Things Every Python Programmer Should Know but Generally Don't

Python is a really great programming language, and one of the many reasons for its success is a simple, easy-to-understand syntax. That being said, there are some things that can trip up beginners (and which have tripped me up before). There are also a few little known features that turn out to be rather useful. I am attempting to document some of the common pitfalls and esoteric-but-useful features here.

Efficient String Concatenation

Because Python uses immutable strings, concatenating two strings involves a bit of overhead (as a new str object must be allocated each time), which means that performing concatenations using the most obvious method will lead to rather poor performance. For my example, let us assume we have a generator method genstr which takes as input an integer n and yields a random string on each iteration, stopping after n number of iterations. How would one concatenate the results of genstr. The most obvious way would be like so.

mystr = ''
for randstr in genstr(n):
    mystr += randstr

But this is very inefficient for the reason that a new string has to be created and assigned to mystr on each loop. What is the most efficient method of concatenation? List comprehension.

mystr = ''.join([s for s in genstr(n)])
# or alternatively
mystr = ''.join(s for s in genstr(n))
──────
* **PROMPT 1**:
According to the Python tips article, why does concatenating two strings carry overhead?
* **PROMPT 2**:
Extend the Python tips article past its final code example, writing in the same voice.

* **SOURCE EXCERPT**:
──────
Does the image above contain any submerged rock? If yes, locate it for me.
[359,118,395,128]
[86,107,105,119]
──────
* **WRITTEN ANSWER 1**:
Python strings are immutable, so a new str object must be allocated for each concatenation.

* **WRITTEN ANSWER 2**:
The second is actually a generator comprehension, not a list comprehension. They are more memory efficient (as you don’t have to pre-allocate the entire list), but are slower than list comprehensions in Python 2.x (they have comparable speed in Python 3). Of course, sometimes, performing a list comprehension is not ideal, because your inner loop might be slightly more complicated than just returning the yielded value. In that case, the next best way is to use a StringIO object, like so.

import io

sio = io.StringIO()

for randstr in gen(n):
    sio.write(randstr)

mystr = sio.getvalue()

Attribution - this information was taken from an article written by Oliver Crow.

Class Attributes and Default Parameters

Two sources of endless confusion and bugs in Python come from a misunderstanding of the scope of class attributes and default parameters for functions. A class attribute looks like the following.

class A:
    a = 'blah'

A default parameter looks like this.

def something(a = 'blah'):
    pass

Class attributes are bound when the class is created, and default parameters are bound when the function is created. Mutating the state of class attributes will change the attribute in all instances of a class. Mutating the state of a default parameter will cause that change to persist in all future calls of the function. This means that both of the following should be avoided.

class A:
    a = []

b = A()
c = A()
b.a.append('blah')
# now b.a and c.a are both ['blah']

def something(a = []):
    a.append('blah')
    return a

# calling something without arguments 5 times will cause 'blah' to show up
# 5 times in the returned list

Instead, do it like this.

class A:
    def __init__(self):
        self.a = []
        self.a.append('blah')

def something(a = None):
    if a==None: a = []
    a.append('blah')

Multiline Strings

One of the nice features of Python is the ability to have multiline string literals. The canonical way of doing this is the docstring, which looks like

'''This is a string
that spans two lines.'''

But I just learned recently that it can also be achieved like so.

("This is another string "
"that is declared on two lines.")

So what is the difference? In a docstring, all newlines and whitespace are preserved, in the second declaration, only the parts inside the quotes are rendered into the final string. Therefore, the first string when printed out looks like.

This is a string
that spans two lines.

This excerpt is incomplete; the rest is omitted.